- ARTIKEL:
━━━━━━━━

Punkt 17 der 805. Sitzung des Bundesrates am 5. November 2004
Der Bundesrat möge beschließen, die Entschließung wie folgt zu fassen:
"Entschließung zur Bekämpfung des Menschenhandels
Der Menschenhandel stellt eine besonders widerwärtige Form der professionellen, häufig Organisierten Kriminalität dar. Menschenhandel steht meist im Zusammenhang mit Prostitution. Opfer sind vor allem Frauen und Mädchen. Der Bundesrat beobachtet mit Sorge, dass die ohnehin schon gewaltigen Dimensionen dieses typischerweise grenzüberschreitenden Verbrechens noch im Zunehmen begriffen sind.
Zur Eindämmung des Menschenhandels ist eine Verbesserung der sozialen Verhältnisse in den Heimatländern der Opfer geboten. Erforderlich sind darüber hinaus Maßnahmen der Prävention und eine enge Zusammenarbeit mit Nichtregierungsorganisationen. Die Länder haben auf diesem Gebiet erhebliche Anstrengungen unternommen.
Klar ist, dass auch das Strafrecht seinen Beitrag zu leisten hat. Die strafrechtlichen Rahmenbedingungen bedürfen der Verbesserung.

━━━━━━━━

Auszüge aus Daten zur Punktannotation
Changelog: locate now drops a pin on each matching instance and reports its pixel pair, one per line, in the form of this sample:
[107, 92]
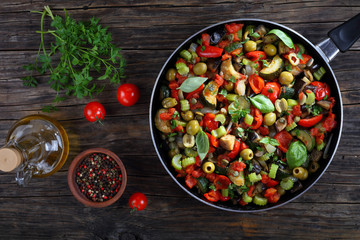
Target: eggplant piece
[324, 104]
[256, 166]
[300, 84]
[280, 124]
[213, 64]
[261, 30]
[271, 38]
[297, 186]
[315, 155]
[217, 35]
[254, 136]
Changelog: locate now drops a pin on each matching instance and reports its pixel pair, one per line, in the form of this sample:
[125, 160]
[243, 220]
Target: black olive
[216, 36]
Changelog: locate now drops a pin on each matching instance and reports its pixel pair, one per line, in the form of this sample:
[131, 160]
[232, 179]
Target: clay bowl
[75, 188]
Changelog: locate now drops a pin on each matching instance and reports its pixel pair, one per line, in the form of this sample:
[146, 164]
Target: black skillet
[339, 39]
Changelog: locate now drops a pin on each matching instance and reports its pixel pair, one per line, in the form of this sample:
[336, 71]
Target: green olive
[208, 167]
[173, 152]
[192, 127]
[286, 78]
[169, 102]
[190, 152]
[250, 46]
[187, 116]
[247, 154]
[200, 68]
[300, 173]
[171, 74]
[269, 119]
[229, 86]
[270, 50]
[314, 166]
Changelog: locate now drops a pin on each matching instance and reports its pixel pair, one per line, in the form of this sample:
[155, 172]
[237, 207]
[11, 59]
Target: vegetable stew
[246, 115]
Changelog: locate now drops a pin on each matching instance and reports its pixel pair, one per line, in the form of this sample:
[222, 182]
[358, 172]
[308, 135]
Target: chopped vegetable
[245, 126]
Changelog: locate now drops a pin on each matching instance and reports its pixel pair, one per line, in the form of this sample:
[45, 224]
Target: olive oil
[37, 146]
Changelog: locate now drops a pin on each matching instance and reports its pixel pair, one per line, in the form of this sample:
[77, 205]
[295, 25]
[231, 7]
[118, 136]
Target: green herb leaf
[296, 154]
[83, 48]
[232, 79]
[202, 143]
[283, 36]
[254, 35]
[316, 110]
[191, 84]
[223, 92]
[299, 55]
[262, 103]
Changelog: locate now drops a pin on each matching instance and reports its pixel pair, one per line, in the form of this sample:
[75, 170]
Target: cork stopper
[10, 159]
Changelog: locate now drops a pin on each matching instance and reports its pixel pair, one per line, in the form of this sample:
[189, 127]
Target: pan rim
[314, 48]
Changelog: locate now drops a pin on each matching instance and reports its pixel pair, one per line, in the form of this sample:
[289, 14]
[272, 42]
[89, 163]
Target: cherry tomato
[128, 94]
[94, 111]
[138, 201]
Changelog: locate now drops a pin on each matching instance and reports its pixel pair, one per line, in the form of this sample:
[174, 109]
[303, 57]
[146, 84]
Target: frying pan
[340, 38]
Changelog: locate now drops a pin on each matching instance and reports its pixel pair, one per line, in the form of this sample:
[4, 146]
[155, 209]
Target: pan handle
[341, 38]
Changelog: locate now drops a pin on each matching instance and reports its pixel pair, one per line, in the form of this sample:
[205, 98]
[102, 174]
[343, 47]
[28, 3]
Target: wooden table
[148, 31]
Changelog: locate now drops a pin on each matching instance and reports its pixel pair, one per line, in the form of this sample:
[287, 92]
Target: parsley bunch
[82, 48]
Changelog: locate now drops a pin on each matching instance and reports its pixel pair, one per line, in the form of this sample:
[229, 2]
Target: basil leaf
[296, 154]
[202, 143]
[262, 103]
[283, 36]
[191, 84]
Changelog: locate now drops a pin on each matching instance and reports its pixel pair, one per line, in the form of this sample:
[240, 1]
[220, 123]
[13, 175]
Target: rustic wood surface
[148, 31]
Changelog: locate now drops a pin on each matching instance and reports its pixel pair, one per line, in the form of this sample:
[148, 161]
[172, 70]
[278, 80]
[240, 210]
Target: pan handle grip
[345, 35]
[340, 38]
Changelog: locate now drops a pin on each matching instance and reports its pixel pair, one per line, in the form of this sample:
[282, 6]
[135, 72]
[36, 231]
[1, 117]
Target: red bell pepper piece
[197, 173]
[322, 90]
[224, 43]
[209, 51]
[210, 176]
[209, 122]
[235, 150]
[212, 196]
[205, 39]
[213, 140]
[265, 179]
[329, 123]
[234, 27]
[264, 131]
[258, 118]
[168, 115]
[297, 110]
[284, 138]
[309, 122]
[250, 193]
[238, 166]
[221, 182]
[272, 195]
[190, 181]
[219, 80]
[198, 90]
[243, 146]
[255, 56]
[272, 91]
[197, 105]
[256, 83]
[305, 59]
[178, 129]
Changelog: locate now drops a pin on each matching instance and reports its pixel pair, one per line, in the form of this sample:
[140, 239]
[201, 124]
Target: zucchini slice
[286, 92]
[210, 91]
[274, 69]
[305, 137]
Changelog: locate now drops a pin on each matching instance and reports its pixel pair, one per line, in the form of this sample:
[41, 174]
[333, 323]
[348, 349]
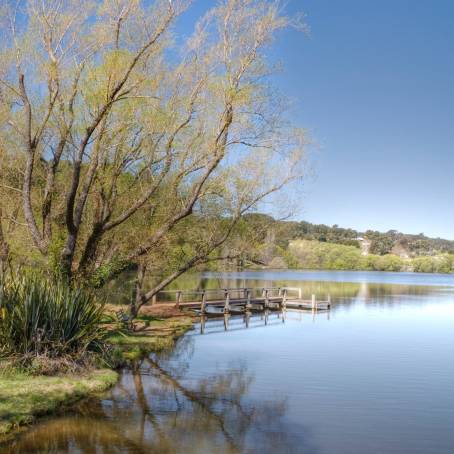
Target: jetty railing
[247, 298]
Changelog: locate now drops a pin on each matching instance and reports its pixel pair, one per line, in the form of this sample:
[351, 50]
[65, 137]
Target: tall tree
[122, 138]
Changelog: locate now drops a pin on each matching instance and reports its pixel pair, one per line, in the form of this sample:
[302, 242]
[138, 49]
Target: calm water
[376, 375]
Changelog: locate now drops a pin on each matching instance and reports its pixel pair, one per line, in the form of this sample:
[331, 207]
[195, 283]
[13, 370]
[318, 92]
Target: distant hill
[305, 245]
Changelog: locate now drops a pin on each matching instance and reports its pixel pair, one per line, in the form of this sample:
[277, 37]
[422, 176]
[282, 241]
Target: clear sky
[374, 84]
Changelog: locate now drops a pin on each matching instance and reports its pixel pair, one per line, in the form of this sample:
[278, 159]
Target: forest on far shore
[293, 244]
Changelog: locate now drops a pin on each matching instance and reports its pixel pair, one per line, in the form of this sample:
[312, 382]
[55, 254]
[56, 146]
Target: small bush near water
[47, 326]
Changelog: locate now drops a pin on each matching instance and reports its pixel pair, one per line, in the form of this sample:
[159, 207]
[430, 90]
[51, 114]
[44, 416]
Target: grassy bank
[23, 397]
[152, 334]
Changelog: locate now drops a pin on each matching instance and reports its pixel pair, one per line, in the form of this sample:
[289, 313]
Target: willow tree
[123, 134]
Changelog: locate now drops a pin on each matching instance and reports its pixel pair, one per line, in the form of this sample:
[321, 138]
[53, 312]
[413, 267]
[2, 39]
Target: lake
[374, 375]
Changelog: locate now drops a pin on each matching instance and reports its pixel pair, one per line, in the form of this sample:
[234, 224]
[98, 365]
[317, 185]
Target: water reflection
[154, 408]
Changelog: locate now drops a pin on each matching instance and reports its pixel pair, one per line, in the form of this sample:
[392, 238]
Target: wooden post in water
[227, 302]
[178, 298]
[248, 300]
[204, 302]
[284, 299]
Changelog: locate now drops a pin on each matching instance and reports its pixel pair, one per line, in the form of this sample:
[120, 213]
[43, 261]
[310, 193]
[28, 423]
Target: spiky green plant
[40, 317]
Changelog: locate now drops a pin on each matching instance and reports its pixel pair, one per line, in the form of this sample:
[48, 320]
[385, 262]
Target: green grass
[160, 335]
[24, 397]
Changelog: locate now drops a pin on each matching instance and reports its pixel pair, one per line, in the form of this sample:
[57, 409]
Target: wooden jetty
[238, 300]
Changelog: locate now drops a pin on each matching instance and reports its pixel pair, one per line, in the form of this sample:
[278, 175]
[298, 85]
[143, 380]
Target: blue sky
[374, 84]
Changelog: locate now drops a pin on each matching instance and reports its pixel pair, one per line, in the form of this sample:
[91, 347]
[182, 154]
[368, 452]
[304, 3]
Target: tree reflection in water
[155, 408]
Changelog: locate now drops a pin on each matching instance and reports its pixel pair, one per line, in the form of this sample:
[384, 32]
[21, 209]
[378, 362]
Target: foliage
[122, 145]
[47, 319]
[320, 255]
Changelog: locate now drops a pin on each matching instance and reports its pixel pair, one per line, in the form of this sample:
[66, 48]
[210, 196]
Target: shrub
[40, 319]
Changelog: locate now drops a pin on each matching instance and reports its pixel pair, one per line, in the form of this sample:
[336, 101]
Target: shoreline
[25, 398]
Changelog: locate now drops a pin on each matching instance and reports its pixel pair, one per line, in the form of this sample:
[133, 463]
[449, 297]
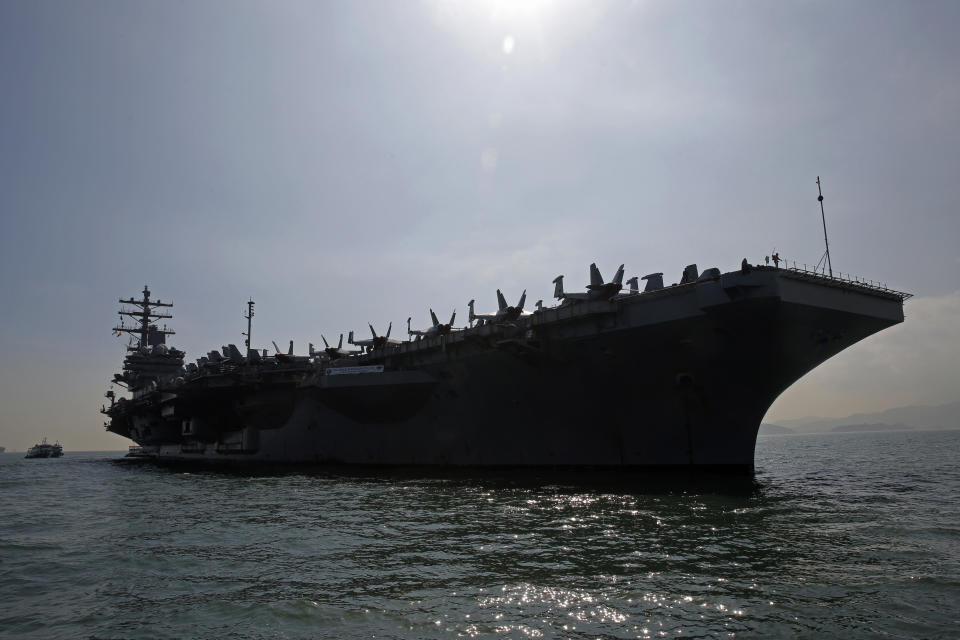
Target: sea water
[838, 535]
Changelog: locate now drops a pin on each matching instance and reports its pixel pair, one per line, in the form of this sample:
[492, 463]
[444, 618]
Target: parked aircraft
[438, 329]
[505, 313]
[376, 342]
[596, 290]
[338, 351]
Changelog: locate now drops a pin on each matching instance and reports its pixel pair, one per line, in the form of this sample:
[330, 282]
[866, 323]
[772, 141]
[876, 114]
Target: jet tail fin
[596, 280]
[618, 279]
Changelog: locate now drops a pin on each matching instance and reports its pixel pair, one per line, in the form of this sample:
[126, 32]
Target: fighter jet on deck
[438, 329]
[337, 351]
[376, 342]
[596, 290]
[505, 313]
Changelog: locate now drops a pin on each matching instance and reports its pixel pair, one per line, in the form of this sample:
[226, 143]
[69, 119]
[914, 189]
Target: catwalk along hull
[676, 377]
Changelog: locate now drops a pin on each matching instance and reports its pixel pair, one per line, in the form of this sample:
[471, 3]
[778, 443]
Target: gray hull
[678, 377]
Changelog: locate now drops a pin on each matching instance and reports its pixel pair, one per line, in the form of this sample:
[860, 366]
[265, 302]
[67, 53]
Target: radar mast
[146, 333]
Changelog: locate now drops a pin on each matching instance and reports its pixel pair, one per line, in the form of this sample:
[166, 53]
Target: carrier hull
[678, 377]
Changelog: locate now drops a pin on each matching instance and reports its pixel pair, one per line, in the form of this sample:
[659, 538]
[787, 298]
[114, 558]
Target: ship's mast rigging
[144, 314]
[249, 317]
[823, 217]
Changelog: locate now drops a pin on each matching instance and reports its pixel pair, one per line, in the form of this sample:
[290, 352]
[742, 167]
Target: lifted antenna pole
[249, 317]
[824, 218]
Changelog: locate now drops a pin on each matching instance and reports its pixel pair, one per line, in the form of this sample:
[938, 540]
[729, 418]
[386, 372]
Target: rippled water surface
[854, 535]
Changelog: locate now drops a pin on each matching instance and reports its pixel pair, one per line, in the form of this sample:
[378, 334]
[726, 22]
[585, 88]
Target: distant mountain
[944, 416]
[847, 428]
[774, 430]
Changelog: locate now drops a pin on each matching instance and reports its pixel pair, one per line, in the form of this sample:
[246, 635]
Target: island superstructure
[676, 375]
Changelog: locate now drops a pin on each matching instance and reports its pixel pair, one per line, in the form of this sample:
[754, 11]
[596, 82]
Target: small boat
[45, 450]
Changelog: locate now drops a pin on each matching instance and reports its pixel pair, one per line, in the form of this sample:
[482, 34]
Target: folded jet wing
[596, 290]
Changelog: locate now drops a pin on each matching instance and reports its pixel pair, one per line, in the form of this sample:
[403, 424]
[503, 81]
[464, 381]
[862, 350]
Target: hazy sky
[346, 162]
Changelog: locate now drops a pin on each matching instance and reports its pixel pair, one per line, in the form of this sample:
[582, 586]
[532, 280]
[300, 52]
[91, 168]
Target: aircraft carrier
[667, 376]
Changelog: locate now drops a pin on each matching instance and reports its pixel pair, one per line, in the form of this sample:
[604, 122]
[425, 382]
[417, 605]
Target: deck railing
[840, 278]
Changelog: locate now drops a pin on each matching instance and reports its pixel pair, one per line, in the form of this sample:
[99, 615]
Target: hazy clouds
[363, 161]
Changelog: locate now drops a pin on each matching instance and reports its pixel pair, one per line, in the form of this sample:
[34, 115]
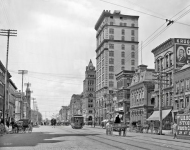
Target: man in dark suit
[181, 56]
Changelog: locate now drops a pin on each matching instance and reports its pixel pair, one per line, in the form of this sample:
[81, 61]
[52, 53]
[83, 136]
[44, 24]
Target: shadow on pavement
[32, 139]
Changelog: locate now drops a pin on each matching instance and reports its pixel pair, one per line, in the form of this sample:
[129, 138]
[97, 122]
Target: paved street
[88, 138]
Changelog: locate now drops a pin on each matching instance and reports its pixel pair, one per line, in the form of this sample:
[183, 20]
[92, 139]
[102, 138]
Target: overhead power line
[133, 10]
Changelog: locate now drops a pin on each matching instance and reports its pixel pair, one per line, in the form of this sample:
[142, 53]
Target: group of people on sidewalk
[173, 126]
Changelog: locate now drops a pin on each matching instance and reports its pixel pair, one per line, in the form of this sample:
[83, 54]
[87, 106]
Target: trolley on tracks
[77, 122]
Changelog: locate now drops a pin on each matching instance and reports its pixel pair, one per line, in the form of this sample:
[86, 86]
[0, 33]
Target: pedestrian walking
[117, 119]
[174, 126]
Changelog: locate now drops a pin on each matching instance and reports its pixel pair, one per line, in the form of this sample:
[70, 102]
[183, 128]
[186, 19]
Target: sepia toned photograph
[94, 75]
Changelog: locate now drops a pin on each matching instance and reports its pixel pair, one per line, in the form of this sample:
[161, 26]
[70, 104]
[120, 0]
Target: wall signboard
[182, 49]
[183, 125]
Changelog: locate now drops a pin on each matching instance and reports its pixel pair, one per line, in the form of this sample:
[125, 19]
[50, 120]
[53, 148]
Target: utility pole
[160, 101]
[21, 103]
[94, 112]
[7, 33]
[160, 83]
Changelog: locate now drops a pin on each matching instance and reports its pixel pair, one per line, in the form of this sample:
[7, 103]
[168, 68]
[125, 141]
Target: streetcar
[77, 122]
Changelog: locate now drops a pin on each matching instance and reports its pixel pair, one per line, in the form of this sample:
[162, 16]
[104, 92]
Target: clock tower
[89, 88]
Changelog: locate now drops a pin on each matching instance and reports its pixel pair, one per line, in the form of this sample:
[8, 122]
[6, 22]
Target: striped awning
[156, 115]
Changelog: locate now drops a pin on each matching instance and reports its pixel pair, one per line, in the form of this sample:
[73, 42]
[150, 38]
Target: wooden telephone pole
[7, 33]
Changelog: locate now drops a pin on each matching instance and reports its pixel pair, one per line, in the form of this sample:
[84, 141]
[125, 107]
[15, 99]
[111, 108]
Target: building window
[90, 100]
[187, 101]
[111, 46]
[182, 103]
[167, 99]
[170, 78]
[111, 31]
[132, 54]
[132, 62]
[123, 38]
[122, 54]
[111, 53]
[123, 47]
[171, 59]
[123, 61]
[111, 84]
[90, 105]
[187, 84]
[132, 32]
[111, 37]
[158, 65]
[132, 47]
[182, 85]
[177, 87]
[111, 61]
[111, 76]
[167, 61]
[123, 32]
[111, 68]
[177, 105]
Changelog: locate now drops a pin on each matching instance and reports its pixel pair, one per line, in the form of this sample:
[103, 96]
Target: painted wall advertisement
[183, 122]
[182, 52]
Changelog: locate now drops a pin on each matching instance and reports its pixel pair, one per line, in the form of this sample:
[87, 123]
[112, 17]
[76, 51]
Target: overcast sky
[56, 39]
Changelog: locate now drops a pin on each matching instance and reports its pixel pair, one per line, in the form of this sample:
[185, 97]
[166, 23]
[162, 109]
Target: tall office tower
[117, 49]
[89, 88]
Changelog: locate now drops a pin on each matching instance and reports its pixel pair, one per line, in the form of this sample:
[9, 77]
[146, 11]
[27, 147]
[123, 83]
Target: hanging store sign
[182, 54]
[183, 125]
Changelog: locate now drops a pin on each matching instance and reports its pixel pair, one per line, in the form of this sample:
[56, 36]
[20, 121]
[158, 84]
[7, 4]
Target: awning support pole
[160, 101]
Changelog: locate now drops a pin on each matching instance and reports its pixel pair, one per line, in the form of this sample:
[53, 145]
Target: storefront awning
[156, 115]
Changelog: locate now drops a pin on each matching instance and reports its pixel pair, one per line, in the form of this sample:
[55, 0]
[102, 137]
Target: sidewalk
[164, 132]
[166, 135]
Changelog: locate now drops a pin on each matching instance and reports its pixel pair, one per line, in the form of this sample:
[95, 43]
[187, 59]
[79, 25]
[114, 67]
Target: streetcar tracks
[156, 143]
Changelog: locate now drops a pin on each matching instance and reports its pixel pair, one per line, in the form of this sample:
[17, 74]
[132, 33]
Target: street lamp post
[21, 104]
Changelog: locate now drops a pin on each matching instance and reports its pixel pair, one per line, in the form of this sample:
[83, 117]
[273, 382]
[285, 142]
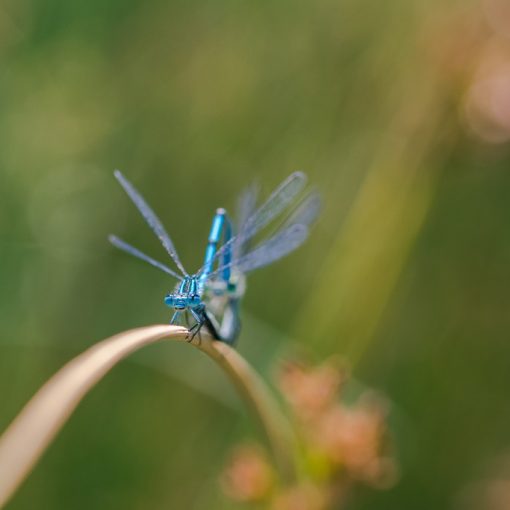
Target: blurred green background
[397, 110]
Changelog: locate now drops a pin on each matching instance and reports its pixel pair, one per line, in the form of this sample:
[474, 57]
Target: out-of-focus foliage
[397, 110]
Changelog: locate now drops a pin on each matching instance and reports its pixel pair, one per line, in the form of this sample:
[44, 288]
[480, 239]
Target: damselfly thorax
[212, 294]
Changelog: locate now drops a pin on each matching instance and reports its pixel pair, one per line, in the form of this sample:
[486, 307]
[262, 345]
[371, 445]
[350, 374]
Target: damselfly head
[185, 296]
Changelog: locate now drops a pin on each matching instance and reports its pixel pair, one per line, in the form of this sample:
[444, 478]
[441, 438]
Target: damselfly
[213, 293]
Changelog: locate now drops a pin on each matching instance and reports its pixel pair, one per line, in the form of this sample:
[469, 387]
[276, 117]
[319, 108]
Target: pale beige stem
[25, 440]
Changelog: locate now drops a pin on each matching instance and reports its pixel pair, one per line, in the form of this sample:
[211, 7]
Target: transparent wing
[245, 207]
[119, 243]
[276, 247]
[150, 217]
[307, 211]
[279, 200]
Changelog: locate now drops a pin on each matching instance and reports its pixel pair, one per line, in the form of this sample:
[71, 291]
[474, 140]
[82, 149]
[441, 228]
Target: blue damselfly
[212, 294]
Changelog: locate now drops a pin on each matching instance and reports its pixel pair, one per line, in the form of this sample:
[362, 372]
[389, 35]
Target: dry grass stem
[31, 432]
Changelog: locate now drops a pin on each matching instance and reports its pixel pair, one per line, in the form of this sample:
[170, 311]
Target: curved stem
[31, 432]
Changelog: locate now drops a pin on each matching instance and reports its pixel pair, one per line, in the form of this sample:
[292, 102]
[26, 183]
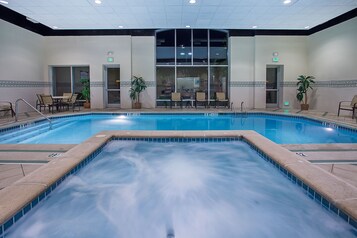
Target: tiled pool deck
[27, 170]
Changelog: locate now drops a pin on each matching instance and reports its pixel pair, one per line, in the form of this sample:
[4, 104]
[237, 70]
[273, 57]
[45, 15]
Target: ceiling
[158, 14]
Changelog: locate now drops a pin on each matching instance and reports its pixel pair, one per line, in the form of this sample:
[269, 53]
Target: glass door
[112, 87]
[272, 82]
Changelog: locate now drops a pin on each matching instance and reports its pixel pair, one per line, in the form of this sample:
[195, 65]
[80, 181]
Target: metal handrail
[16, 110]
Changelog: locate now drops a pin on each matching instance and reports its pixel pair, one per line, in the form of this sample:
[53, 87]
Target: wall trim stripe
[23, 84]
[239, 84]
[325, 84]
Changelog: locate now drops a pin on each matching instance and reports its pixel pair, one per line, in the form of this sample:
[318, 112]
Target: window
[165, 47]
[218, 48]
[191, 60]
[183, 47]
[67, 79]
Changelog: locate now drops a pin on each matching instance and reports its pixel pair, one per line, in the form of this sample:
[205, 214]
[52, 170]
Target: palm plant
[86, 89]
[137, 86]
[304, 83]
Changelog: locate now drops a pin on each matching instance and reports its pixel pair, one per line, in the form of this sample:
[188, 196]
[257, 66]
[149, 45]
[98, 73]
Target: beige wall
[241, 58]
[21, 64]
[143, 62]
[249, 57]
[332, 55]
[92, 51]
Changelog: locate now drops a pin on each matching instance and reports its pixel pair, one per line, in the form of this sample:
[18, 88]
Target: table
[189, 102]
[58, 100]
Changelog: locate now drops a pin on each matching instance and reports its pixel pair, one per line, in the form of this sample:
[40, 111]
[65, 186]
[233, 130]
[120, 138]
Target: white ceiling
[155, 14]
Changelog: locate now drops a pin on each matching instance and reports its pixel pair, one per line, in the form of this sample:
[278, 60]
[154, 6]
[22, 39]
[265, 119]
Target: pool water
[280, 129]
[147, 189]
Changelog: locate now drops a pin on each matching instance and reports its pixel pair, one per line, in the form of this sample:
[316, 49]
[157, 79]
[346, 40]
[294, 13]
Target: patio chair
[200, 98]
[221, 99]
[72, 102]
[67, 98]
[39, 102]
[348, 106]
[6, 106]
[48, 102]
[176, 98]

━━━━━━━━

- KURZE AUFGABE A:
Bearbeite den Abschnitt der Entschließung, der mit „Punkt 17 der“ beginnt und nach „erhebliche Anstrengungen unternommen.“ endet, und setze dabei „verabscheuungswürdige“ an die Stelle von „widerwärtige“.
- KURZE AUFGABE B:
Wer sind laut der Entschließung vor allem die Opfer des Menschenhandels?

- ANTWORT ZUR ÜBUNG A:
Punkt 17 der 805. Sitzung des Bundesrates am 5. November 2004
Der Bundesrat möge beschließen, die Entschließung wie folgt zu fassen:
"Entschließung zur Bekämpfung des Menschenhandels
Der Menschenhandel stellt eine besonders verabscheuungswürdige Form der professionellen, häufig Organisierten Kriminalität dar. Menschenhandel steht meist im Zusammenhang mit Prostitution. Opfer sind vor allem Frauen und Mädchen. Der Bundesrat beobachtet mit Sorge, dass die ohnehin schon gewaltigen Dimensionen dieses typischerweise grenzüberschreitenden Verbrechens noch im Zunehmen begriffen sind.
Zur Eindämmung des Menschenhandels ist eine Verbesserung der sozialen Verhältnisse in den Heimatländern der Opfer geboten. Erforderlich sind darüber hinaus Maßnahmen der Prävention und eine enge Zusammenarbeit mit Nichtregierungsorganisationen. Die Länder haben auf diesem Gebiet erhebliche Anstrengungen unternommen.

- ANTWORT ZUR ÜBUNG B:
Vor allem Frauen und Mädchen.